- Stated goal:
Can you transcribe each line of the items below, character for character?

--- BEGIN Input for this task ---

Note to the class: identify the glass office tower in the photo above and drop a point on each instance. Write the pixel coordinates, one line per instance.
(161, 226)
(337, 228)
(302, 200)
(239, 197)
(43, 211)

--- END Input for this task ---

- Solution below:
Note to the class: identify the glass office tower in the photo above and drop a point on each instance. Write the pixel coordinates, one line per instance.
(161, 226)
(337, 228)
(302, 200)
(239, 197)
(43, 211)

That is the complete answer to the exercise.